## [THE EXERCISE]
Please locate each line in the material below that contains the word "member" and copy those lines out in full. Case counts, so match only that exact capitalization.

## [SUPPLIED RECORDS]
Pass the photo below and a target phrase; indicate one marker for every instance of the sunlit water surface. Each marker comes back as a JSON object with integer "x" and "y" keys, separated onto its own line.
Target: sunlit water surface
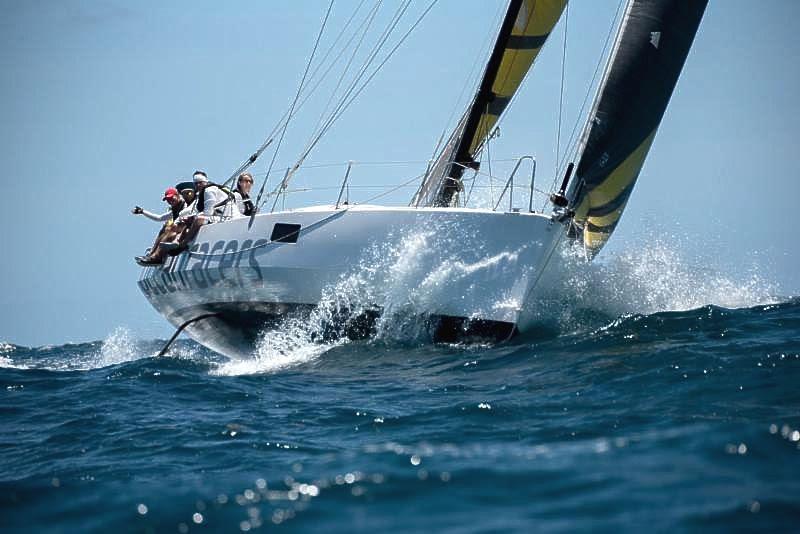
{"x": 648, "y": 395}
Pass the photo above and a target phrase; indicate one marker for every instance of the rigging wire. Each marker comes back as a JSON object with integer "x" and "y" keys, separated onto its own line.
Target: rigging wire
{"x": 572, "y": 143}
{"x": 291, "y": 110}
{"x": 381, "y": 41}
{"x": 368, "y": 21}
{"x": 270, "y": 137}
{"x": 352, "y": 95}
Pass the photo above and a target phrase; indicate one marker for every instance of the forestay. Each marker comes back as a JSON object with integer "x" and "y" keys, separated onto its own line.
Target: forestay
{"x": 649, "y": 53}
{"x": 524, "y": 30}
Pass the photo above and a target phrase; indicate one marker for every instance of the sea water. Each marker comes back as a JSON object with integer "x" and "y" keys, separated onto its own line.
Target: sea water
{"x": 647, "y": 396}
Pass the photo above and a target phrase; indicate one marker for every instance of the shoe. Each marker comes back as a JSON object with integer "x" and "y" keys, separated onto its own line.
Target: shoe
{"x": 177, "y": 250}
{"x": 145, "y": 261}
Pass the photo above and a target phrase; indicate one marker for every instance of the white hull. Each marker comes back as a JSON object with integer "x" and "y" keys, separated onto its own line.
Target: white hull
{"x": 447, "y": 263}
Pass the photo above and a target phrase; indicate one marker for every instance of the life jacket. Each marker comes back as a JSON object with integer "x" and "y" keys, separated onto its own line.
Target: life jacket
{"x": 176, "y": 210}
{"x": 201, "y": 198}
{"x": 248, "y": 204}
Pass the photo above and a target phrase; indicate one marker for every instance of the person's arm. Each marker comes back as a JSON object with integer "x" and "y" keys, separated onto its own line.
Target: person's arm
{"x": 209, "y": 201}
{"x": 239, "y": 202}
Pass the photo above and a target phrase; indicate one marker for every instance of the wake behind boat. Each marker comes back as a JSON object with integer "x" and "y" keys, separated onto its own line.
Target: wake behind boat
{"x": 481, "y": 267}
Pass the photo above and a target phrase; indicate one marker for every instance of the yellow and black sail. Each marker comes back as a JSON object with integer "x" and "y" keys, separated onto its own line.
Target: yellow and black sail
{"x": 524, "y": 30}
{"x": 648, "y": 55}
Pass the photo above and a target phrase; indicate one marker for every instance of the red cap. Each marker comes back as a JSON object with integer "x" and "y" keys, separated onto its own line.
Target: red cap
{"x": 170, "y": 193}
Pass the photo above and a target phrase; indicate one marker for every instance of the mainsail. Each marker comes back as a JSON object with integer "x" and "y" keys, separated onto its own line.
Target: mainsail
{"x": 524, "y": 30}
{"x": 649, "y": 53}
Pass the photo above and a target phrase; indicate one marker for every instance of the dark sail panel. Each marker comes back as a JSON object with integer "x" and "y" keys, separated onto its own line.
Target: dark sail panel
{"x": 522, "y": 35}
{"x": 651, "y": 48}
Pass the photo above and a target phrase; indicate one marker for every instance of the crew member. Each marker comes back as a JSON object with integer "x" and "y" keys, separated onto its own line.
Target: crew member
{"x": 210, "y": 208}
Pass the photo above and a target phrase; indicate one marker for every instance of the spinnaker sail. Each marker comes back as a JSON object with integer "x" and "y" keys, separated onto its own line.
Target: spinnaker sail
{"x": 651, "y": 47}
{"x": 524, "y": 30}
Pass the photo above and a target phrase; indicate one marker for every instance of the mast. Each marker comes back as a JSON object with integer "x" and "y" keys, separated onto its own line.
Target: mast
{"x": 523, "y": 32}
{"x": 650, "y": 50}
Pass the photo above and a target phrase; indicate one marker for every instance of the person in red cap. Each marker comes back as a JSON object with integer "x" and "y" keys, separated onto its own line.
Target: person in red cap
{"x": 177, "y": 209}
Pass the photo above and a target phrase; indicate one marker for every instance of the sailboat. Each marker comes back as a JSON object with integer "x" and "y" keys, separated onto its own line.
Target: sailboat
{"x": 481, "y": 267}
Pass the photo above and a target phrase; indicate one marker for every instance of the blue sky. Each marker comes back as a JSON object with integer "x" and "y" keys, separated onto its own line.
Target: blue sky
{"x": 105, "y": 104}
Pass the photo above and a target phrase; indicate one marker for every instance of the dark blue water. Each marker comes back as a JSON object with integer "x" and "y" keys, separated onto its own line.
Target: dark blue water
{"x": 677, "y": 420}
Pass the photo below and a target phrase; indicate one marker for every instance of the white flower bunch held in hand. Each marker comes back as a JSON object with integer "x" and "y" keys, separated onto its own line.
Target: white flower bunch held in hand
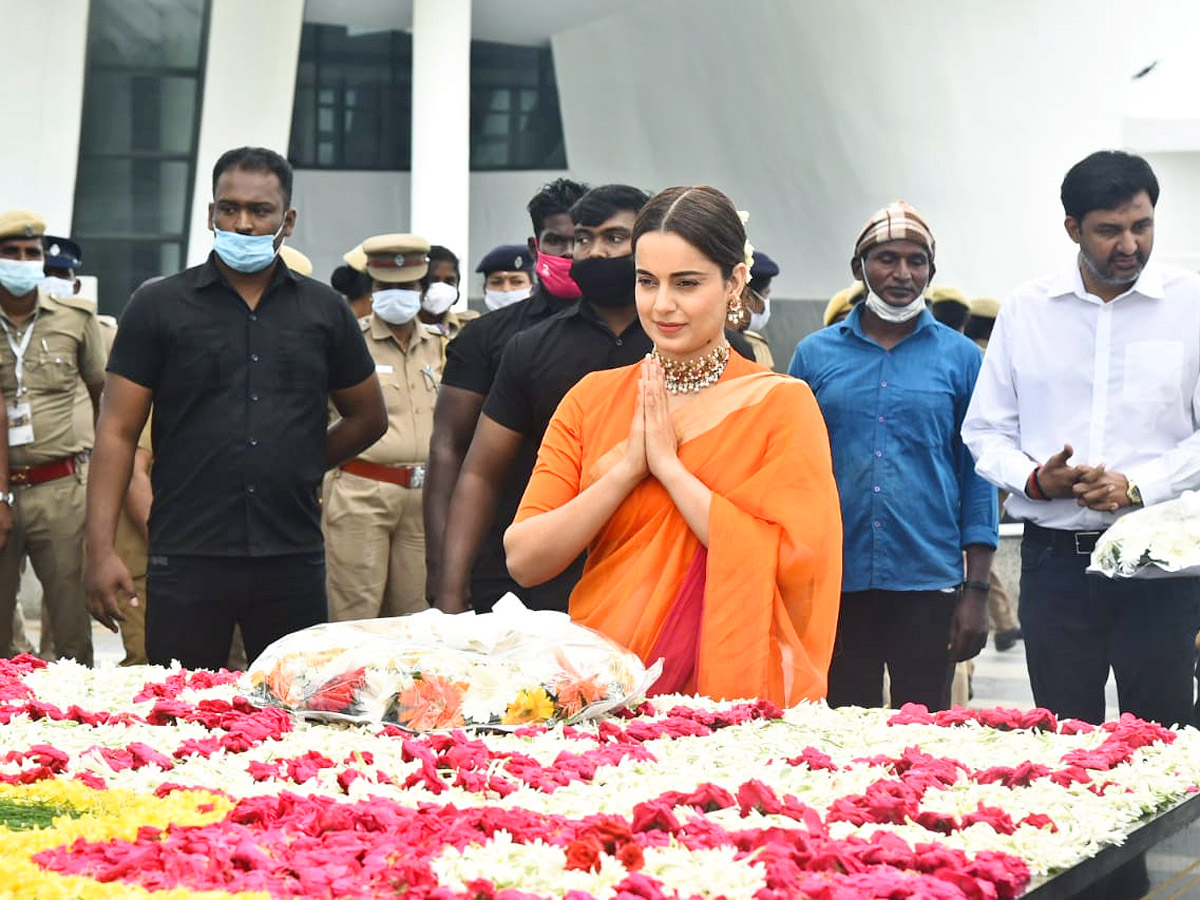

## [PROBLEM SOLUTION]
Pass the photo above and a target phrase; indicate one marker for every instance of the crew member. Each marker comes back as a JSON object with integer "x" and "y" keys, separated onto its own line.
Target: crew member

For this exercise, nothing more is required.